> **TEXT UNDER STUDY**:

= = = =

Human sympathy keeps mass emails circulating
When I finally sat down at the computer again after several days of ‘moving office’ activities in various borrowed and rental trucks, I opened a ‘Your help is needed’ email – with photo – about a tsunami child victim who could remember nothing.
“Please don’t break the chain” the email asked, “your contribution could be the one that solves this little girl’s problem. Please forward this to all your contacts.” A Perth police sergeant’s name, phone, fax and mobile numbers were all included at the bottom of the email.
The email had been forwarded several times and, though moved, I was also a little suspicious, so I contacted my IT adviser who came up with the facts.
He said his usual response to this sort of email, as with most of us, is to presume that it is a hoax/spam/virus BUT if it is interesting enough it’s always ‘worth a Google’. The police contact details are probably fake, he said, but add credibility so people still send it on.
After checking with Hoax-Slayer and Snopes it turned out the story was true but outdated – ‘another case of an e-mailed plea to help locate or identify a lost child that has continued to circulate long after its goal has been accomplished’. The email is now basically a virus – though a lot less harmful.
What was the story?
A little girl at the Phuket Hospital, after being seriously injured in the undersea earthquake, had been separated from her parents and didn’t remember anything. Her nationality was unknown and an email was circulated. A few days later she was identified as Sophia Marleen Michl from Germany and on 29 December 2004 she was transported from Thailand to relatives in Germany where she received further medical treatment. She was doing reasonably well, all things considered, though her parents had not been found.
Another toddler recovered through the net
A 14 month old Swedish toddler was separated from his family in the tsunami in southern Thailand, discovered unconscious and taken to hospital. His photo was put on the hospital website and identified on the internet by his uncle who booked an air ticket and arrived there in 5 hours. Late December 2004, the child was reunited with his father with his father, brother, and grandparents who survived. His mother was still missing. The Age, December 30, 2004.
When you read the facts it’s hard to believe these requests for help are still circulating – what are your experiences?
1 Comment
Hello, I too received this e-mail and tried to reverse the inaccurate information (after checking with the hospital in Phuket) by sending a mail back up the e-mail chain. Needless to say I received no acknowledgement! You are right to describe this a virus constantly circulating the web and one which is exploitative and potentially harmful to this young child and her family who have no control over it.

= = = =

Dataset entries

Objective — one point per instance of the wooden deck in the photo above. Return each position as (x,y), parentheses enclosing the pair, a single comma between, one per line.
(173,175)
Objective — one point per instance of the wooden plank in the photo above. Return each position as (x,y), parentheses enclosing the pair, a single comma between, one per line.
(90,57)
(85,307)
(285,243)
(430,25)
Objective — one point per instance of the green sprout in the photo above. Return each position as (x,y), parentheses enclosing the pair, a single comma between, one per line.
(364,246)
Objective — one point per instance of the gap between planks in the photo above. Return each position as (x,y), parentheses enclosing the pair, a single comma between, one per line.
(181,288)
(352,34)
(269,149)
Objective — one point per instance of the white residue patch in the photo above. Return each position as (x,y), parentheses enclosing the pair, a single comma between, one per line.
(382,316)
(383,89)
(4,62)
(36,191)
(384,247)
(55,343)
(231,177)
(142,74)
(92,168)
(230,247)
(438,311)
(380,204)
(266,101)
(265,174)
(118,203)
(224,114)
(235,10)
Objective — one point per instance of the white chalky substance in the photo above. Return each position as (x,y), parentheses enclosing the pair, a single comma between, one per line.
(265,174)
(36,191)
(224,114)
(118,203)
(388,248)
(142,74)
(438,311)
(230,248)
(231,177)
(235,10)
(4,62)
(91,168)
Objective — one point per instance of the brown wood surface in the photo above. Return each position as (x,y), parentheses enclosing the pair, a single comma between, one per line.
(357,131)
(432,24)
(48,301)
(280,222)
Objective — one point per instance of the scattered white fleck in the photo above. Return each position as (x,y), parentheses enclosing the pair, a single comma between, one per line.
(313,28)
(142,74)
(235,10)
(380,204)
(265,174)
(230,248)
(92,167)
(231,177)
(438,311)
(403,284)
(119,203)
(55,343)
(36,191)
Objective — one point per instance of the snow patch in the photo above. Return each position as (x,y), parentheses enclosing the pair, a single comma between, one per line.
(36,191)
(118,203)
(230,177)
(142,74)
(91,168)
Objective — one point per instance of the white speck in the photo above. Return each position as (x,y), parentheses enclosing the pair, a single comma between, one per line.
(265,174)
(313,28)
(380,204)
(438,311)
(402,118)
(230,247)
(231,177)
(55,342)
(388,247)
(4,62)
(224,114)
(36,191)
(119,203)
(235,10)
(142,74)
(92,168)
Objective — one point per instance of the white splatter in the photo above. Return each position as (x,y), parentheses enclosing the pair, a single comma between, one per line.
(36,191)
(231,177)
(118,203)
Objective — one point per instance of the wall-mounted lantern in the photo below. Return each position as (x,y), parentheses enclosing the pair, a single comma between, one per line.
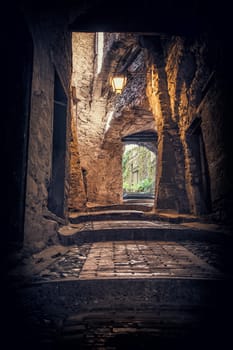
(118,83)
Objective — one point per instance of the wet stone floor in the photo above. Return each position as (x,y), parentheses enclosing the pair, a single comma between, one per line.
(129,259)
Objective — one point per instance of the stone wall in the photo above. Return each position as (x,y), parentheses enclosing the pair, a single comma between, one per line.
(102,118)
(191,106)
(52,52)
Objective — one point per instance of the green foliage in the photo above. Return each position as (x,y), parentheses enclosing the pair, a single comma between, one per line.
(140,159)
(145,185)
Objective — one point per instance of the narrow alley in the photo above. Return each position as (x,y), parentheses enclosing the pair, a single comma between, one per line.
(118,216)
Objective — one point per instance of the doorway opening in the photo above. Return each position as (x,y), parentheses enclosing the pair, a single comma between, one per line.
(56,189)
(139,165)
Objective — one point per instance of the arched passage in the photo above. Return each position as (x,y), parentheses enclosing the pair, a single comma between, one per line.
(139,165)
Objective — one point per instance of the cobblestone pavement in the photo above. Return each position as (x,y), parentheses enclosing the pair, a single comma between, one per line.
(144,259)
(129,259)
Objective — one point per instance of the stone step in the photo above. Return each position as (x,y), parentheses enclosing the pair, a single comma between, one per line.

= = = =

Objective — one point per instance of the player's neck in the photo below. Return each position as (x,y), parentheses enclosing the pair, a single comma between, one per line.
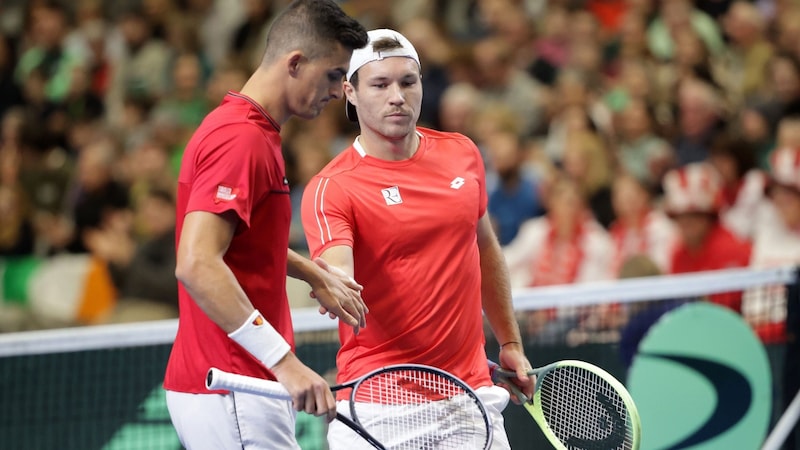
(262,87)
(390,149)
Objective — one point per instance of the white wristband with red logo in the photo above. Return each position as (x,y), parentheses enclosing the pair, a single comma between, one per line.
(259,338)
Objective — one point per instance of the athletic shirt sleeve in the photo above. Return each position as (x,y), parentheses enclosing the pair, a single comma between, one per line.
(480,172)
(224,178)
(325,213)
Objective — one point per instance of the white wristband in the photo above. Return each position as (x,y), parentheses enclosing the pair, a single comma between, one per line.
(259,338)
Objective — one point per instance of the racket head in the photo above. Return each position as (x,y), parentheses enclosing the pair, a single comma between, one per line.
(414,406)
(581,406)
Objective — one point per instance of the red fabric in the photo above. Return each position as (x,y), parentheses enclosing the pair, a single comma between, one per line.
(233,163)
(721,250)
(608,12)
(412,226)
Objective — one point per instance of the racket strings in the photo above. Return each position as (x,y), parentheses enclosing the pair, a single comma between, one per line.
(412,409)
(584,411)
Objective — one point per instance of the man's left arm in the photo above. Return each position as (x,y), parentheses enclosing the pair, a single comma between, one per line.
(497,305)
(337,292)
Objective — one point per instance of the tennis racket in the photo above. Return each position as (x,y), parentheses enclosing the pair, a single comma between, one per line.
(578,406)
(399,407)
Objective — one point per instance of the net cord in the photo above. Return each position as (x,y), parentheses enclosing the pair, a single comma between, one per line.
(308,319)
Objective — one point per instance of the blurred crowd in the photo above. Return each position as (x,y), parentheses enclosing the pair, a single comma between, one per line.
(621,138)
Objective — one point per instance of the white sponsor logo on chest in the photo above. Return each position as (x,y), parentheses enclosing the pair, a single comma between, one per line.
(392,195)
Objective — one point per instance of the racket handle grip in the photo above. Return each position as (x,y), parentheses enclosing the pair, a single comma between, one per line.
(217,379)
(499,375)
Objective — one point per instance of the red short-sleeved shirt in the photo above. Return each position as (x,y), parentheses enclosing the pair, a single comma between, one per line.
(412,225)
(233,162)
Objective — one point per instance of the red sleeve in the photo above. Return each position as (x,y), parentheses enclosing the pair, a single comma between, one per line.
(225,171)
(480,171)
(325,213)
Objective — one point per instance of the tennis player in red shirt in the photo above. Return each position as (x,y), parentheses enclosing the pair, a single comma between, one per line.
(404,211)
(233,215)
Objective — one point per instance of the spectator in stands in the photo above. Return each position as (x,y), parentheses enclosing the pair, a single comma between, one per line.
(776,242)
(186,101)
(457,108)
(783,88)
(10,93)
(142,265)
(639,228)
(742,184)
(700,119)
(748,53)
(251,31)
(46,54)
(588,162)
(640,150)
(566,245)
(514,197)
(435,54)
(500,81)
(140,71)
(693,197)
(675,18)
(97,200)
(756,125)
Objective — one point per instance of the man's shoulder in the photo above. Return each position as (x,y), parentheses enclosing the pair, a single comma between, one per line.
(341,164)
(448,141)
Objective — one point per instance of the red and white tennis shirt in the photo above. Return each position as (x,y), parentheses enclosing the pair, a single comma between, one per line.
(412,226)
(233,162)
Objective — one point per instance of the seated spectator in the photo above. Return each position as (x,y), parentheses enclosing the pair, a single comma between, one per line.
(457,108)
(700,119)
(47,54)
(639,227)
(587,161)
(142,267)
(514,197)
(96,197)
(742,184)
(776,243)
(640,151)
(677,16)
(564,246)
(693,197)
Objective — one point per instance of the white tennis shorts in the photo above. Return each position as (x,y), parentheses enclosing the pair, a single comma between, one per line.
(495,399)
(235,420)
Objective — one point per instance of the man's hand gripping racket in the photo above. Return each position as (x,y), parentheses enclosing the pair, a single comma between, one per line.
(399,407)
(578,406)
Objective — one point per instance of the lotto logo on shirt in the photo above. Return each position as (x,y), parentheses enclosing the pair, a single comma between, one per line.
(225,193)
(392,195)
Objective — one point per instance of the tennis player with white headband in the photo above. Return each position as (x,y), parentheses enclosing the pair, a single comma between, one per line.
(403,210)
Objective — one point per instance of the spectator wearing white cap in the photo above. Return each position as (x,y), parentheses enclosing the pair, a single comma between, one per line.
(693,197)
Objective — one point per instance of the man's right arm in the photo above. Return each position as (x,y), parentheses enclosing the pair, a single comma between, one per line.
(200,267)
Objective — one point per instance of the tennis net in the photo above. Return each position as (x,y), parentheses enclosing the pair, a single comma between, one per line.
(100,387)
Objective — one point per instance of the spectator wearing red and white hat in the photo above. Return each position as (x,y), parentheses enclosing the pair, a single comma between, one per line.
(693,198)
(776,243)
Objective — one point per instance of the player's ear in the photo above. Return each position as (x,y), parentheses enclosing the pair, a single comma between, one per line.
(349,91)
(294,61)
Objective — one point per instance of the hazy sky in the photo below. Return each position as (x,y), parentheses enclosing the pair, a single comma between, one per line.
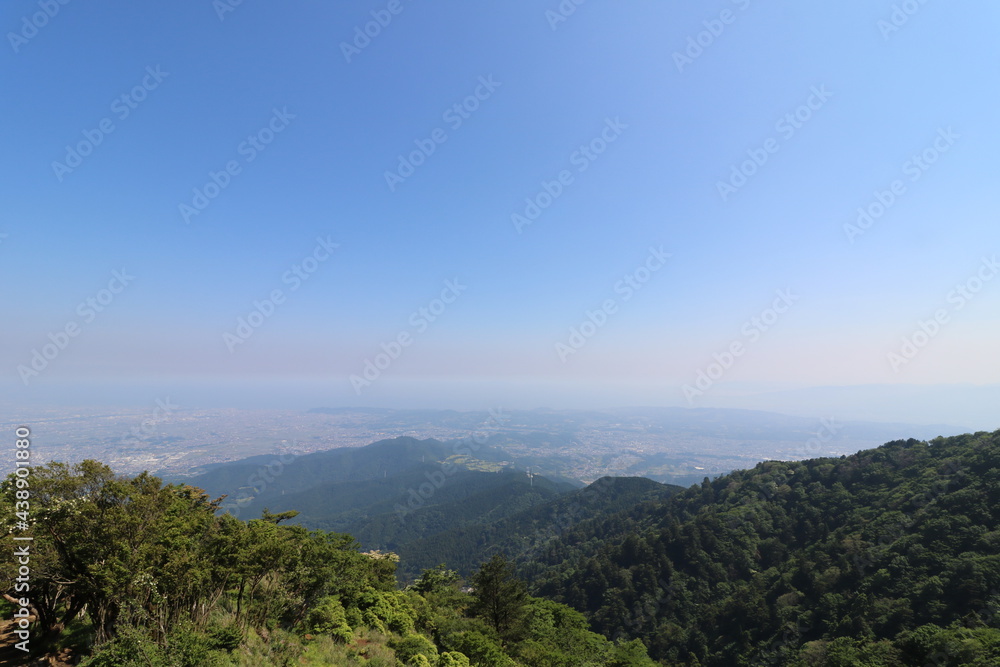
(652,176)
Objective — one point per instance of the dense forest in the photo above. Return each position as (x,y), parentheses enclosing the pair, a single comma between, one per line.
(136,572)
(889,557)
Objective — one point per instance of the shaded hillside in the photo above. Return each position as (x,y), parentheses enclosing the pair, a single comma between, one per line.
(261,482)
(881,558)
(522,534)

= = = =

> **WORK ORDER**: For each statement below, answer yes or no according to the article on circulating mass emails, and quote the words that decide it. 1. The girl at the Phuket hospital was found to be from Germany. 2. The Swedish toddler was identified online by his father. 3. The IT adviser thought the police contact details in the email were probably genuine.

> **THE COMPLETED TASK**:
1. Yes: "she was identified as Sophia Marleen Michl from Germany"
2. No: "identified on the internet by his uncle"
3. No: "The police contact details are probably fake"